**Data shown:**
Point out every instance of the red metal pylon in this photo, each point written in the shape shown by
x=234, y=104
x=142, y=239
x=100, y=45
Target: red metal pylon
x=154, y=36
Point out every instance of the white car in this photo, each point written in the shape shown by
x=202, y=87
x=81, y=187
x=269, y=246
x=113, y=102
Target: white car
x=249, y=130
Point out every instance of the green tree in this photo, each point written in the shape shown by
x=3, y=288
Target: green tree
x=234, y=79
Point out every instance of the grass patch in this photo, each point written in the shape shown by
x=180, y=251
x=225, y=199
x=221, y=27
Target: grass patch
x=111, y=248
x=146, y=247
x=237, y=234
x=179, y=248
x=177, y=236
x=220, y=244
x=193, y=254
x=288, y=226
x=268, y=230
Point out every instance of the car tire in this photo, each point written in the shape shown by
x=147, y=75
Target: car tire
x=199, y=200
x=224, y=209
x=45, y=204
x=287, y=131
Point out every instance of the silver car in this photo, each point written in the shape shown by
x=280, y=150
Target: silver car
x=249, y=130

**Stated goal:** Rewrite all of the lines above, requests included, and multiply the x and y coordinates in every answer by 0.75, rounding each result to a whole number with halves rounded up. Leave the numbers in the requests and their format samples unchanged.

**Written answer:**
Point out every instance of the red metal pylon in this photo, each point written in the shape shown by
x=234, y=104
x=142, y=239
x=100, y=45
Target: red metal pylon
x=116, y=27
Point out every instance of the white car in this photo, each point written in the shape shown by
x=202, y=87
x=81, y=187
x=269, y=246
x=113, y=102
Target: white car
x=187, y=98
Point out every instance of the green tree in this photo, each point written in the shape shown by
x=3, y=288
Target: green tree
x=176, y=59
Point out every instance of the grass patch in this photo, each point written in the shape shown by
x=180, y=251
x=225, y=199
x=221, y=27
Target: grass patch
x=83, y=186
x=110, y=185
x=178, y=176
x=134, y=186
x=133, y=177
x=165, y=183
x=145, y=191
x=216, y=170
x=201, y=173
Point out every instance of the car tire in this photo, each point written in the shape shown by
x=147, y=75
Target: car tire
x=149, y=150
x=168, y=157
x=34, y=153
x=215, y=98
Point out every instance of the silver car in this photo, each point written in the shape shown by
x=280, y=150
Target: silver car
x=187, y=98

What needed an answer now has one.